◆ Brief ◆
In how many lines of the records does the word "face" appear? Reply with the number and nothing else.

◆ Record set ◆
= = = = = = =

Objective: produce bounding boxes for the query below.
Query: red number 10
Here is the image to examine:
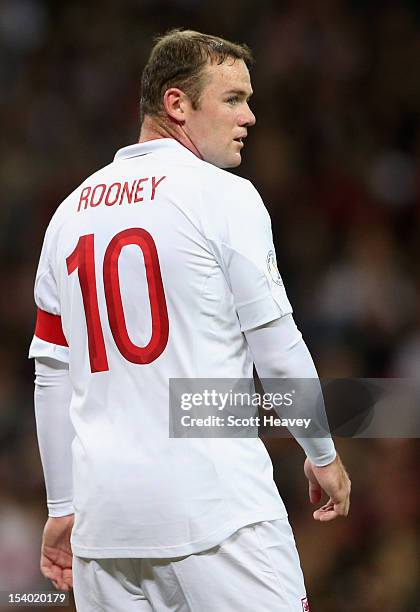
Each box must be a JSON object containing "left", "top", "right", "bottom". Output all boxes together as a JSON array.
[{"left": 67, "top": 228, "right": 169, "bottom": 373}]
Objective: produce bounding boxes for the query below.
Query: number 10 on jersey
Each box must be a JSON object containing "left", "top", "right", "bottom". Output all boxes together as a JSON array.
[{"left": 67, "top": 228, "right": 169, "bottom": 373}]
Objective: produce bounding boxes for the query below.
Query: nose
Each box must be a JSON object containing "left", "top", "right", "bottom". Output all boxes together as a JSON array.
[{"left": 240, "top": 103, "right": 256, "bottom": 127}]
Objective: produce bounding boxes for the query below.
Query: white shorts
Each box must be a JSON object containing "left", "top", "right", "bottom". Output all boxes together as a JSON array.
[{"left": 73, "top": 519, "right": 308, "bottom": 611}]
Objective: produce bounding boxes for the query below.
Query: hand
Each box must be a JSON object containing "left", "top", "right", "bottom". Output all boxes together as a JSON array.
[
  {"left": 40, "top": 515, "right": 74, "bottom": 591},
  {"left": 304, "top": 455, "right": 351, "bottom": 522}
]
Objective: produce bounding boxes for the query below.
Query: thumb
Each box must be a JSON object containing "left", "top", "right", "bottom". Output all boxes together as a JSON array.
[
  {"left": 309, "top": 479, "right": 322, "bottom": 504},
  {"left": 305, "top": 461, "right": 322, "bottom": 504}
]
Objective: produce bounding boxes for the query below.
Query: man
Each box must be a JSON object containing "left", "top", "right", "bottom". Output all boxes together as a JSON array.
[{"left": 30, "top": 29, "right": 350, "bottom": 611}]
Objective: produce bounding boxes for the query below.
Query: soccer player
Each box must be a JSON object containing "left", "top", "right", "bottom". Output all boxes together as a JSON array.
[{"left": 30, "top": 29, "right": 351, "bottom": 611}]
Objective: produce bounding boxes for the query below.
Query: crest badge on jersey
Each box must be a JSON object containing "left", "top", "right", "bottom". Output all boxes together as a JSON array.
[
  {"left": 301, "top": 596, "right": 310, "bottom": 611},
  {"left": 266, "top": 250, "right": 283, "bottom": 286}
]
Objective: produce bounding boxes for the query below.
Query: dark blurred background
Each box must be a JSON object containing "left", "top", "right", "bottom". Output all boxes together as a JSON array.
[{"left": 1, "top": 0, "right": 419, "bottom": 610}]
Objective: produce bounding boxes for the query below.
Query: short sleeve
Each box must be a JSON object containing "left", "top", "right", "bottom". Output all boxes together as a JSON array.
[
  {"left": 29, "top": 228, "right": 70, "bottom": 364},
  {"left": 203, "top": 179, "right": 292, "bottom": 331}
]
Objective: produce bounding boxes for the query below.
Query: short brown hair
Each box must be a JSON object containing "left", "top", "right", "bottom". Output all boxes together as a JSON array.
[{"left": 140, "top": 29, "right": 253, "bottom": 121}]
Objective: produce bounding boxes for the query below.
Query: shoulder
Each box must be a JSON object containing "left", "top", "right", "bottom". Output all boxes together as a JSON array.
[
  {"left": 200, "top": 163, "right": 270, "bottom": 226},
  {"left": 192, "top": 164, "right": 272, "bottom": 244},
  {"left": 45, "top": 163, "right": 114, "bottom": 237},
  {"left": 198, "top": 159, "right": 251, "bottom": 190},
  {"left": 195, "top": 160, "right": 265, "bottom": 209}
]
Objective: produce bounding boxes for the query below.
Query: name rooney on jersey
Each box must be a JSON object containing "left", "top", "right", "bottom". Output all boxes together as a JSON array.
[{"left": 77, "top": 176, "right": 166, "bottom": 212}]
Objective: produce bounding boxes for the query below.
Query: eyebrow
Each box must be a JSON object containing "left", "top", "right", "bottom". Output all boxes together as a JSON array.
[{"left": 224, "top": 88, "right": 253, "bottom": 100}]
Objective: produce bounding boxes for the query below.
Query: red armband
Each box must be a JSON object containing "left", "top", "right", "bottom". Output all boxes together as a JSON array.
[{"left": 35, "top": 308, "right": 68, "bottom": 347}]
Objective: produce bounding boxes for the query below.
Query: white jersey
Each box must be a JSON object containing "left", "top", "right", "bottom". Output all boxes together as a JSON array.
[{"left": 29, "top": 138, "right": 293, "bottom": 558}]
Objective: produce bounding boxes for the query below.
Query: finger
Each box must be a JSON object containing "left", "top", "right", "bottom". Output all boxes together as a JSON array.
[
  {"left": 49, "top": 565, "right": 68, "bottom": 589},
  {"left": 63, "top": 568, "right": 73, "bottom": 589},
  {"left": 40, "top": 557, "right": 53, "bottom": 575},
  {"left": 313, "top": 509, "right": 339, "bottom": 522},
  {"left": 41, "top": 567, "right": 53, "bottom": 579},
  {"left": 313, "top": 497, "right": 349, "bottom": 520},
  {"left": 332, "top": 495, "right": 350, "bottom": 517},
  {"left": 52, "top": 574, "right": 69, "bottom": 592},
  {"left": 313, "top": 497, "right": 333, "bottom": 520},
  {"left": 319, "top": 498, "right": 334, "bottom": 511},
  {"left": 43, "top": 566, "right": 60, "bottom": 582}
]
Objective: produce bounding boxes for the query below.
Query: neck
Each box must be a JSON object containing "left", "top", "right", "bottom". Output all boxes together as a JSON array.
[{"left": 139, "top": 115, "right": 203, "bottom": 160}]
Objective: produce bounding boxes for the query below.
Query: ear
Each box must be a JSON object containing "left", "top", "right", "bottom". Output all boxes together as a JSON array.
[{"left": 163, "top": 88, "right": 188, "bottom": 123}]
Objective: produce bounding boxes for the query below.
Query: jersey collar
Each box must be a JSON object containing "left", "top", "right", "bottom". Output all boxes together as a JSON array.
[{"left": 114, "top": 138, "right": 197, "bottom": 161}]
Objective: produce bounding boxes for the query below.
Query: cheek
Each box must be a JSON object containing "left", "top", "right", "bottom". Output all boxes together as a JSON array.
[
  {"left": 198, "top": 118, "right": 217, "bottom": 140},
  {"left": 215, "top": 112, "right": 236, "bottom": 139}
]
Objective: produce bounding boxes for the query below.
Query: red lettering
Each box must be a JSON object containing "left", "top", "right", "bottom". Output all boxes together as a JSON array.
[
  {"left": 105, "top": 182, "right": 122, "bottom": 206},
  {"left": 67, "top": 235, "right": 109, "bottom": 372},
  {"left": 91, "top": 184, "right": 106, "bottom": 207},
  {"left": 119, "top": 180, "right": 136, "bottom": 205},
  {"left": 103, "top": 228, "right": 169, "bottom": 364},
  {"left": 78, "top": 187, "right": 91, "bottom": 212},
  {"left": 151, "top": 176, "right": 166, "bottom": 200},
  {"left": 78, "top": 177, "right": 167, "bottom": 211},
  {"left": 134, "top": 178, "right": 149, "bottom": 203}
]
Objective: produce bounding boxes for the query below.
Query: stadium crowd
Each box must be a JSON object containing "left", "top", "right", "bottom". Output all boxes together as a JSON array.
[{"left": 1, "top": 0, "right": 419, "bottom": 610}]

= = = = = = =

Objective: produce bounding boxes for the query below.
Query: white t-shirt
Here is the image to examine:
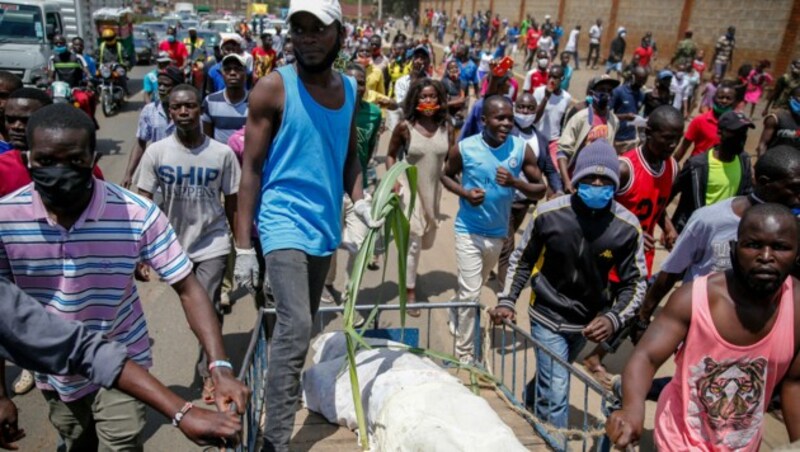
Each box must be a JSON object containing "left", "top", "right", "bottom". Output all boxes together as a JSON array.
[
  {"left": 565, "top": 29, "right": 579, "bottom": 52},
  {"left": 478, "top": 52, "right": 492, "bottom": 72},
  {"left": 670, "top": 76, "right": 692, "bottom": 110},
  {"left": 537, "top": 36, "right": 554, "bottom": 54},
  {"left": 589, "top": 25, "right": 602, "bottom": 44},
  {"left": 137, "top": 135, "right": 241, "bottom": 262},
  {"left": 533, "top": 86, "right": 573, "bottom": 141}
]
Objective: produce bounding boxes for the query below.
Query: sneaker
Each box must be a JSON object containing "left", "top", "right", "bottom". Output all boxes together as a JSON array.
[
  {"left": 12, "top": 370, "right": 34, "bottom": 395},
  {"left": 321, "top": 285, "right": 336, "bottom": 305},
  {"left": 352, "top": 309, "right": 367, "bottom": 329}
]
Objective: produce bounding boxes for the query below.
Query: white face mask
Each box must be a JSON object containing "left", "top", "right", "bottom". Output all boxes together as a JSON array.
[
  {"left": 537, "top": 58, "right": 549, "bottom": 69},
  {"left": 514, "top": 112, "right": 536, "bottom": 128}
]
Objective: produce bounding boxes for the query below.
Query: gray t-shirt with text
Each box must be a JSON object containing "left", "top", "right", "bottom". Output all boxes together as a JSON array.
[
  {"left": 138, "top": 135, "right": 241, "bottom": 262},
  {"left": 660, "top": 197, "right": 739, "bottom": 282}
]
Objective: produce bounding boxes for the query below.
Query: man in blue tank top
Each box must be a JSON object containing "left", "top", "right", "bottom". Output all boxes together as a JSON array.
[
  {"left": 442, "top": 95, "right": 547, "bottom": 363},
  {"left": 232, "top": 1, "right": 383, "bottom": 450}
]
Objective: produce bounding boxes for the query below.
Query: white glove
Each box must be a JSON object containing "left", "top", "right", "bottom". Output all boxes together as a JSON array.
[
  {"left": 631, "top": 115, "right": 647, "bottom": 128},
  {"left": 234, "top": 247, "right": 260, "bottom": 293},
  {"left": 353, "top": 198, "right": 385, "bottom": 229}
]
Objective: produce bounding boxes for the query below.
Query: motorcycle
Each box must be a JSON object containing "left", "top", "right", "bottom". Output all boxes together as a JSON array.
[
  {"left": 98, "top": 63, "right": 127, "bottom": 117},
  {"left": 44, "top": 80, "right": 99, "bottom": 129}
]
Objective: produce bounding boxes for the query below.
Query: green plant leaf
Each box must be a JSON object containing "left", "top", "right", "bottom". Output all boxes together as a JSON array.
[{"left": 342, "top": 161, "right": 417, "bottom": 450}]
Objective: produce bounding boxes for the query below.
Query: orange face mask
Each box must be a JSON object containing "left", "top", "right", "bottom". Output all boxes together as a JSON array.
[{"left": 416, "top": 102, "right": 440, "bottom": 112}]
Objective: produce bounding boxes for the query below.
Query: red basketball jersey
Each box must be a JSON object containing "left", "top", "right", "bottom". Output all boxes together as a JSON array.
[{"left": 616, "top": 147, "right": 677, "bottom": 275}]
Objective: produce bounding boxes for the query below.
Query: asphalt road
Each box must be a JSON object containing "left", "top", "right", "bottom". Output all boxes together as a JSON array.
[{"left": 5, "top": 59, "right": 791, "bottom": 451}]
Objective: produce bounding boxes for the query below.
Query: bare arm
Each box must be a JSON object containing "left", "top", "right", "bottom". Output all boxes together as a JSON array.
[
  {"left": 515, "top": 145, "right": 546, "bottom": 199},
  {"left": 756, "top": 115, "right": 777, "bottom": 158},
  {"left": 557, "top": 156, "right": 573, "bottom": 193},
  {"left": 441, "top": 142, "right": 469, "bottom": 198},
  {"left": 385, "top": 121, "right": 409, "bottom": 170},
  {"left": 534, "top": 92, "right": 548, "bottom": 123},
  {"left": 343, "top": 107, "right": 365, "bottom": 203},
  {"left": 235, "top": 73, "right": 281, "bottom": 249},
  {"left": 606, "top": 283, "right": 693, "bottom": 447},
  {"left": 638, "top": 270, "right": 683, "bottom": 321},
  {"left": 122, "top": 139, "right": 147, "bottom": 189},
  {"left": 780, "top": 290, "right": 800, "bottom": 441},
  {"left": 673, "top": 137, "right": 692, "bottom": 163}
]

= = = = = = =

◆ Written response ◆
2